En la ciudad donde vivo existe una amplia avenida
donde está prohibido aparcar. La calle dispone de tres carriles, ya que se
trata de una zona concurrida, y ello permite agilizar el abundante tráfico. Sin
embargo, es raro el día en que el carril más pegado a la acera se halle
habilitado para la circulación pues muchos usuarios aparcan en él, pese a las
señales de prohibición. Este hecho se ha convertido ya en una costumbre, y
hasta los agentes de tráfico parecen hacer la vista gorda, como si existiera un
acuerdo tácito entre los ciudadanos y la policía o como si aparcar en un lugar
no permitido hubiera emanado de alguna ley consuetudinaria que no se debe
cuestionar. El ayuntamiento, impotente, en lugar de sancionar a quienes
incurren en la infracción, ha colocado unas señales que permiten aparcar
durantes determinadas franjas horarias. O dicho de otro modo, se ha bajado los
pantalones siguiendo aquella máxima popular de que si no se puede contra el
enemigo, es mejor unirse a él. Consigue, además, otra falacia, la de salvar la
honrilla de su autoridad: no es que el ciudadano no obedezca; es que yo,
magnánimo y dadivoso, se lo permito. El resultado ha sido que, ahora, los
conductores aparcan en doble fila y han limitado la avenida a un solo carril.
Pues bien, es exactamente lo mismo que ha hecho la RAE
con el uso de de la segunda persona del plural del imperativo del verbo “ir”.

--- EXTRACTO DE DATOS ---
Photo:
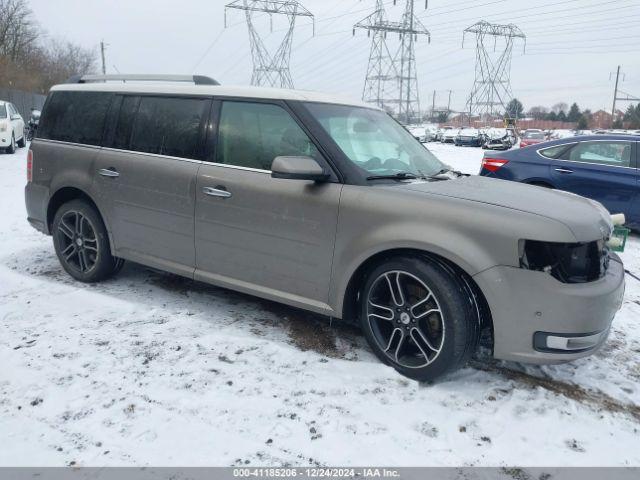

--- SOBRE EL EJERCICIO ---
Resume en tres oraciones el texto sobre la avenida donde está prohibido aparcar.

--- RESPUESTA ---
En una avenida de tres carriles donde está prohibido aparcar, muchos conductores estacionan en el carril junto a la acera pese a las señales, y hasta los agentes de tráfico parecen hacer la vista gorda. En lugar de sancionar a los infractores, el ayuntamiento ha colocado señales que permiten aparcar en determinadas franjas horarias, y ahora los conductores aparcan en doble fila y han dejado la avenida en un solo carril. El texto afirma que la RAE ha hecho exactamente lo mismo con la segunda persona del plural del imperativo del verbo «ir».